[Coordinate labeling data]
###

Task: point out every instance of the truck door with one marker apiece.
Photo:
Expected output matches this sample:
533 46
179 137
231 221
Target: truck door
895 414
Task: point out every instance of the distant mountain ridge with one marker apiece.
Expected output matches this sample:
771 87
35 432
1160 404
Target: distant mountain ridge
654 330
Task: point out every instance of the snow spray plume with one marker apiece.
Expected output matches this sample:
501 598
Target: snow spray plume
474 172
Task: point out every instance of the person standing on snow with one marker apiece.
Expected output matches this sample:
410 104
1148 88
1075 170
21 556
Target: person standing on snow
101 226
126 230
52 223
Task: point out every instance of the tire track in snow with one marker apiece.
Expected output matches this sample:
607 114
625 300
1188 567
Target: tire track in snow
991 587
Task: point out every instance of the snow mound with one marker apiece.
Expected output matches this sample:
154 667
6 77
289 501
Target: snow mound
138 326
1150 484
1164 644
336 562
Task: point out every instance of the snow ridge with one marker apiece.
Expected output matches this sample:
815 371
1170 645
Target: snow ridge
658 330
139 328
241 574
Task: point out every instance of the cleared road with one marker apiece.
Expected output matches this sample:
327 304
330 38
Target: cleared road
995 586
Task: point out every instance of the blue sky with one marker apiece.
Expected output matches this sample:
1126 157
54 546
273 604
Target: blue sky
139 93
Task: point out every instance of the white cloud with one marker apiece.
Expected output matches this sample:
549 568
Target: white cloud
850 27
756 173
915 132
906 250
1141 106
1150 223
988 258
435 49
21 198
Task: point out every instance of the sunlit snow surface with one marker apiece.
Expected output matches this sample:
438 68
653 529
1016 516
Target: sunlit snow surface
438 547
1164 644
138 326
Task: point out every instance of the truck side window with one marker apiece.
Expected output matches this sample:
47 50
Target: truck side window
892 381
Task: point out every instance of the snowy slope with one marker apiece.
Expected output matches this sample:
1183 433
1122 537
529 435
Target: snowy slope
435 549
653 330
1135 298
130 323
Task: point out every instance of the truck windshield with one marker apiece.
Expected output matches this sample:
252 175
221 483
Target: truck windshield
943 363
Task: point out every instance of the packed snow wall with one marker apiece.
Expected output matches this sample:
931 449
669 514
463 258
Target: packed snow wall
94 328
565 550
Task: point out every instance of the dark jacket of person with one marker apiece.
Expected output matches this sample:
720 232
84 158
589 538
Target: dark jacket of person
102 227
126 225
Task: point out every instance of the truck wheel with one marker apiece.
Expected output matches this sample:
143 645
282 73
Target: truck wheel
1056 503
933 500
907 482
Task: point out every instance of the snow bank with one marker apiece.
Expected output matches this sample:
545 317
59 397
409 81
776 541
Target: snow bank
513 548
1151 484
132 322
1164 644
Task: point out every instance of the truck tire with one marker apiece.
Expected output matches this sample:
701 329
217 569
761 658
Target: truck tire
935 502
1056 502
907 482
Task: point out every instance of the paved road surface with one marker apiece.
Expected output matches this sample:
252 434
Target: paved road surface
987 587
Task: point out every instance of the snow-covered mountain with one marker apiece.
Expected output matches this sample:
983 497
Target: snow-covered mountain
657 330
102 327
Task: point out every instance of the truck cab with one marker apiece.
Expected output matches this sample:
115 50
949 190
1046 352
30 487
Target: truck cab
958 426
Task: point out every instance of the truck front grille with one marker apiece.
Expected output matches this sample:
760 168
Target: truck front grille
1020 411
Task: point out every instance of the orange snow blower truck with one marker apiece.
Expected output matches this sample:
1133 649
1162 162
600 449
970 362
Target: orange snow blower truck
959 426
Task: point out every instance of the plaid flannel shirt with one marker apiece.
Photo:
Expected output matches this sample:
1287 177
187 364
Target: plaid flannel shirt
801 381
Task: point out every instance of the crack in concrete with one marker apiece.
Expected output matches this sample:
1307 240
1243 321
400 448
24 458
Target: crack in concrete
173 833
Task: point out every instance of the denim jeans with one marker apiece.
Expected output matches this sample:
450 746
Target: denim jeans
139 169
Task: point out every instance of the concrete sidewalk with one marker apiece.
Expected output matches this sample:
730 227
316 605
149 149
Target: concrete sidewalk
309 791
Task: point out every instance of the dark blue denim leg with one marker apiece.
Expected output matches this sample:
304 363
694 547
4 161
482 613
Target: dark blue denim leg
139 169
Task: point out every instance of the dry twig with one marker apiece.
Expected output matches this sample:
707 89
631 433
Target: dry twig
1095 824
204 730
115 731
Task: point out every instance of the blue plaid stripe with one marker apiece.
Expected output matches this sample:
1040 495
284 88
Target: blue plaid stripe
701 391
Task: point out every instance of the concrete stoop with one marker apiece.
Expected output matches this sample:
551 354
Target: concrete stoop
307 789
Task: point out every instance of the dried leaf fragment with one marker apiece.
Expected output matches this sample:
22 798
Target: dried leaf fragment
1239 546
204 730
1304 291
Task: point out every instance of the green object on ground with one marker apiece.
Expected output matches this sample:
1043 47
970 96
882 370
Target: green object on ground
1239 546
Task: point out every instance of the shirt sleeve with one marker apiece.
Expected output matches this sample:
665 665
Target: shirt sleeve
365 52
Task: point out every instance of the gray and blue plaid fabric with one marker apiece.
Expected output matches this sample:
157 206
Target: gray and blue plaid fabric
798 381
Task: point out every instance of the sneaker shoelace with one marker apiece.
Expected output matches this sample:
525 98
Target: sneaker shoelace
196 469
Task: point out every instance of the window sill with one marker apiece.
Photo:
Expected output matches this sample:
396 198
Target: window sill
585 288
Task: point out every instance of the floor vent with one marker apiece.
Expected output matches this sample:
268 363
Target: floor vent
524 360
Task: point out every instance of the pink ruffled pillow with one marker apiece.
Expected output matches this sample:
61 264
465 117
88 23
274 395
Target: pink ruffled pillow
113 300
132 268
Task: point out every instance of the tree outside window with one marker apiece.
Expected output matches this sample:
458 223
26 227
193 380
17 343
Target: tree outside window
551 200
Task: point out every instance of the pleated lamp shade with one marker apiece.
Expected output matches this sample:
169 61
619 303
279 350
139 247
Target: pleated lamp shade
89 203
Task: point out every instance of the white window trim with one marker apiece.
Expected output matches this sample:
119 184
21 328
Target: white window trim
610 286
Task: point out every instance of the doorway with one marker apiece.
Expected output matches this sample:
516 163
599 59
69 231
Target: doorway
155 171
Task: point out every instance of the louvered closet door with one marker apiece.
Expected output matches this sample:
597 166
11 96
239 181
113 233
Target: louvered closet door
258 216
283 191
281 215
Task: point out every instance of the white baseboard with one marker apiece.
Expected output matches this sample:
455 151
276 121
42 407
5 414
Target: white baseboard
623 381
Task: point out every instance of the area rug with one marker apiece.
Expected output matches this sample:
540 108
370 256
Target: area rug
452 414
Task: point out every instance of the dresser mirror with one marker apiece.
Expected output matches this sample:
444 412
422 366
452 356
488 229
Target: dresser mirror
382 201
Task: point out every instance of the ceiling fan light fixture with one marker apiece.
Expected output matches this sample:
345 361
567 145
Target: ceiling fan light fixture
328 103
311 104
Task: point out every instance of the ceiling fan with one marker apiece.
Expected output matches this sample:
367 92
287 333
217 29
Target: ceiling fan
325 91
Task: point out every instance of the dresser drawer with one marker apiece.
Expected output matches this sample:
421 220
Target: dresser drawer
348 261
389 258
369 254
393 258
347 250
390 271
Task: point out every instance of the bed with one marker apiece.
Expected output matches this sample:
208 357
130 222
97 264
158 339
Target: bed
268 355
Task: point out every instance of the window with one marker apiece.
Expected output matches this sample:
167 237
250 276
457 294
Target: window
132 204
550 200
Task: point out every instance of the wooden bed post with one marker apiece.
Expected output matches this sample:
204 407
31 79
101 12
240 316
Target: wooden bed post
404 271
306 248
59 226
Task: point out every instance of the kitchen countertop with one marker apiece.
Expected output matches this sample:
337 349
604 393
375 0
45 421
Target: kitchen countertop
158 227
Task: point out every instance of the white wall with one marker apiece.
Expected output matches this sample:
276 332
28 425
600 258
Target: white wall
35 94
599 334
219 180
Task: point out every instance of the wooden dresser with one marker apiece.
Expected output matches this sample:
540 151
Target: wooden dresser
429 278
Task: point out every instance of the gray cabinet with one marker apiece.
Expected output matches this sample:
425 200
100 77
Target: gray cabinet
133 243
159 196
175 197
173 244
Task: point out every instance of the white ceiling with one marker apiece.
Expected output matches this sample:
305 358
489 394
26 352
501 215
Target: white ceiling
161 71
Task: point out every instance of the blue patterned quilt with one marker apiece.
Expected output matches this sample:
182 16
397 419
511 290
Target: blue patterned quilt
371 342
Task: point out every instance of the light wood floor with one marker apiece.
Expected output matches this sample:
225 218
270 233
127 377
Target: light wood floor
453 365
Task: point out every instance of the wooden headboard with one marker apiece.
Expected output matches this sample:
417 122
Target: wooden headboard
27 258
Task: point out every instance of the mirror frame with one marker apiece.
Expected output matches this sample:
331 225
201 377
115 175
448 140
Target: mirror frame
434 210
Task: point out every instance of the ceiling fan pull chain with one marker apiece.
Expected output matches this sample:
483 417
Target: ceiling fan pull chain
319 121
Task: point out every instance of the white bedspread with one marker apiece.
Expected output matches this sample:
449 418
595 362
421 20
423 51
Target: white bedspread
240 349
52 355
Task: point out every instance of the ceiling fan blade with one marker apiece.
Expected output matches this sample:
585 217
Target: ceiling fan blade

###

### What needs to be done
Return the line that contains "Task: point out every instance of the gray cabinet" along with every line after it through the end of the entries, exactly, adding nothing.

### Task response
Task: point out every instance of the gray cabinet with one marker apiece.
Expected output matches this sample:
425 200
100 77
Target: gray cabinet
133 243
159 196
175 197
173 244
Task: point out every instance of the white ceiling with one marker apiece.
Expected output matches this sample:
305 358
489 394
26 352
501 215
Target: white ceiling
161 71
Task: point out every instance of the blue patterned quilt with one marker apiece.
Expected output matches this sample:
182 16
397 419
511 290
Target: blue patterned quilt
371 342
Task: point out every instance of the light wood floor with one marker apiece.
Expected output matches this sample:
225 218
270 233
127 377
Target: light wood floor
453 365
Task: point out every instance of the wooden headboard with one marker apiece.
Expected output matches this sample:
417 122
Target: wooden headboard
27 258
Task: point out every instance of the mirror frame with one marker apiece.
Expected output matches this sample:
331 225
201 377
115 175
448 140
Target: mirror frame
434 210
Task: point out every instance of the ceiling fan pull chain with one marker apiece.
Expected output matches this sample:
483 417
Target: ceiling fan pull chain
319 121
Task: point out every instance of the white bedspread with one marker apiece.
Expected output matches this sample:
449 418
595 362
421 20
423 51
Target: white bedspread
240 349
52 355
Task: point out every instance of the ceiling fan blade with one marker apiece.
Expected output matches this sample:
585 217
Target: ceiling fan blade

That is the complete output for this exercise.